Quote each of the items below verbatim, keeping every line and its order unchanged.
____
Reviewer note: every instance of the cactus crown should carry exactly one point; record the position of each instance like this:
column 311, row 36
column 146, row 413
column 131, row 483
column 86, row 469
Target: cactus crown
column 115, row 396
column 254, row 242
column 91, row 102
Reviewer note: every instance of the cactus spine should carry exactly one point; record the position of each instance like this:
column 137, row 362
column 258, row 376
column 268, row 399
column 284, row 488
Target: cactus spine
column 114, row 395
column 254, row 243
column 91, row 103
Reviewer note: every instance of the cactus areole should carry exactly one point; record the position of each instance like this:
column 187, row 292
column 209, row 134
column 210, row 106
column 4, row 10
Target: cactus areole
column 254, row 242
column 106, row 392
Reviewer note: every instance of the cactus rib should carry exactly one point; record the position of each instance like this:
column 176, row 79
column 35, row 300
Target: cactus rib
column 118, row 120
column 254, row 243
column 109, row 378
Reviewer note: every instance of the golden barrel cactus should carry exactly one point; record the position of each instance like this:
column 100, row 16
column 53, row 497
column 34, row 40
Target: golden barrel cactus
____
● RESULT FOR THIS EXERCISE:
Reviewer note: every instance of the cactus crown should carry exactly one point; record the position of each instance like this:
column 311, row 36
column 146, row 413
column 131, row 483
column 86, row 469
Target: cactus crown
column 115, row 396
column 254, row 242
column 91, row 102
Reviewer note: every instance of the cactus spine should carry exactly one point; record the position of each instance like this:
column 137, row 362
column 258, row 376
column 268, row 399
column 284, row 488
Target: cactus spine
column 114, row 395
column 254, row 243
column 91, row 103
Reviewer note: every instance of the cactus areole should carry exactly one point; record the position of each instance like this:
column 187, row 292
column 209, row 134
column 210, row 106
column 4, row 10
Target: cactus areole
column 254, row 242
column 106, row 392
Reviewer note: every instance of the cactus rib should carry exactly one point; record the position of each instance like this:
column 176, row 79
column 35, row 300
Target: cactus rib
column 118, row 120
column 254, row 243
column 109, row 378
Reviewer note: every instance of the golden barrel cactus should carry exactly one point; record the position of each instance like this:
column 100, row 16
column 53, row 497
column 34, row 40
Target: golden barrel cactus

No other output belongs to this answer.